▶ [Brontekst]
__________

ECLI:NL:RBNHO:2020:4268

Rechtbank Noord-Holland

Datum uitspraak
4 juni 2020
Publicatiedatum
10 juni 2020
Zaaknummer
AWB - 20 _ 2664
Instantie
Rechtbank Noord-Holland
Type
Uitspraak
Rechtsgebied
Bestuursrecht
Procedures
  • Voorlopige voorziening
Vindplaatsen
  • Rechtspraak.nl
AI samenvatting door LexboostAutomatisch gegenereerd

Afwijzing verzoek om voorlopige voorziening bij aanvraag om bijstand wegens onvoldoende financiële informatie

In deze zaak heeft de voorzieningenrechter van de Rechtbank Noord-Holland op 4 juni 2020 uitspraak gedaan op een verzoek om voorlopige voorziening van een verzoeker die een aanvraag om bijstand had ingediend. De aanvraag was door het college van burgemeester en wethouders van de gemeente Zaanstad buiten behandeling gesteld, omdat de verzoeker onvoldoende inzicht had gegeven in zijn financiële situatie. De verzoeker had op 5 maart 2020 een aanvraag om bijstand ingediend, maar had niet tijdig de gevraagde aanvullende informatie verstrekt. De voorzieningenrechter heeft vastgesteld dat de verzoeker, die alleenstaand is en met zijn minderjarige zoon bij zijn moeder woont, niet over voldoende inkomen beschikt om in zijn levensonderhoud te voorzien. De voorzieningenrechter heeft overwogen dat de informatie die de verzoeker had aangeleverd niet voldoende was om een inhoudelijke beoordeling van de aanvraag te kunnen maken. De voorzieningenrechter heeft geconcludeerd dat de aanvraag terecht buiten behandeling is gesteld en heeft het verzoek om voorlopige voorziening afgewezen. Er is geen aanleiding voor een proceskostenveroordeling. De uitspraak is niet openbaar uitgesproken vanwege de coronamaatregelen, maar zal alsnog openbaar worden gemaakt zodra dat weer mogelijk is.

__________

▶ [Verzamelde gegevens]

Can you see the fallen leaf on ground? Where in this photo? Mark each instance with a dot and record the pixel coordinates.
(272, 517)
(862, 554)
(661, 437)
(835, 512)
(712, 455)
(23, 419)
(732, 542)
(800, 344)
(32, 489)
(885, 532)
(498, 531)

__________

▶ [Opdracht A]
Stemmen de volgende beweringen overeen met de tekst over de bijstandsaanvraag? Antwoord per bewering met ja of nee en citeer letterlijk de woorden uit de tekst die de doorslag geven.
(i) De verzoeker diende zijn aanvraag om bijstand in op 5 maart 2020.
(ii) De verzoeker kreeg een vergoeding van zijn proceskosten.
(iii) De uitspraak werd openbaar uitgesproken.
▶ [Opdracht B]
Beantwoord de volgende vragen met behulp van de tekst over de bijstandsaanvraag.
(i) Op welke datum is de uitspraak gepubliceerd?
(ii) Tot welk rechtsgebied behoort de zaak?
(iii) Bij wie woont de verzoeker?
▶ [Opdracht C]
Ga verder met de tekst over de bijstandsaanvraag na de laatste zin.
De gegevens zijn hier niet nodig.

▶ [Antwoord A]
(i) Ja: "De verzoeker had op 5 maart 2020 een aanvraag om bijstand ingediend"
(ii) Nee: "Er is geen aanleiding voor een proceskostenveroordeling."
(iii) Nee: "De uitspraak is niet openbaar uitgesproken vanwege de coronamaatregelen"

▶ [Antwoord B]
(i) Op 10 juni 2020.
(ii) Tot het bestuursrecht.
(iii) Bij zijn moeder, samen met zijn minderjarige zoon.

▶ [Antwoord C]
Uitspraak

RECHTBANK NOORD-HOLLAND

Zittingsplaats Haarlem
Bestuursrecht
zaaknummer: HAA 20/2664
uitspraak van de voorzieningenrechter van 4 juni 2020 op het verzoek om voorlopige voorziening in de zaak tussen

[verzoeker] , te [woonplaats] , verzoeker

(gemachtigde: mr. T. de Heer),
en

het college van burgemeester en wethouders van de gemeente Zaanstad, verweerder

(gemachtigde: [naam] ).

Procesverloop

Bij besluit van 15 april 2020 (het primaire besluit) heeft verweerder de aanvraag van verzoeker buiten behandeling gesteld.
Verzoeker heeft tegen het primaire besluit bezwaar gemaakt. Verzoeker heeft de voorzieningenrechter verzocht om een voorlopige voorziening te treffen.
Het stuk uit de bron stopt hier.